**TEXT BLOCK**
Submitted April 10, 1996. *Decided April 12, 1996


Before: HALL, THOMPSON, and RYMER, Circuit Judges.


MEMORANDUM** 

Marcelino Carillo appeals pro se the district court's denial of his 28 U.S.C. § 2255 motion to reduce his sentence. Carillo contends that his attorney rendered ineffective assistance of counsel. Carillo was convicted of conspiracy and possession with intent to distribute heroin in violation of 21 U.S.C. §§ 841(a) (1) and 846. We have jurisdiction under 28 U.S.C. §§ 1291 and 2255. We review de novo the district court's denial of Carillo's § 2255 motion, Frazer v. United States, 18 F.3d 778, 781 (9th Cir. 1994), and affirm.

Carillo contends that his trial counsel was ineffective for failing to investigate a confidential informant's past history of mental illness which could have been used to impeach the informant's credibility, and for failing to determine whether the government possessed material that would verify the informant's history of mental illness.

**GIVEN MATERIAL**

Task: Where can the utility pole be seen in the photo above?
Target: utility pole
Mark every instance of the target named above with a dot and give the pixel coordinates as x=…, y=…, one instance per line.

**EXERCISE DETAILS**
Reproduce the court memorandum above word for word, from start to finish.

**ANSWER**
Submitted April 10, 1996. *Decided April 12, 1996


Before: HALL, THOMPSON, and RYMER, Circuit Judges.


MEMORANDUM** 

Marcelino Carillo appeals pro se the district court's denial of his 28 U.S.C. § 2255 motion to reduce his sentence. Carillo contends that his attorney rendered ineffective assistance of counsel. Carillo was convicted of conspiracy and possession with intent to distribute heroin in violation of 21 U.S.C. §§ 841(a) (1) and 846. We have jurisdiction under 28 U.S.C. §§ 1291 and 2255. We review de novo the district court's denial of Carillo's § 2255 motion, Frazer v. United States, 18 F.3d 778, 781 (9th Cir. 1994), and affirm.

Carillo contends that his trial counsel was ineffective for failing to investigate a confidential informant's past history of mental illness which could have been used to impeach the informant's credibility, and for failing to determine whether the government possessed material that would verify the informant's history of mental illness.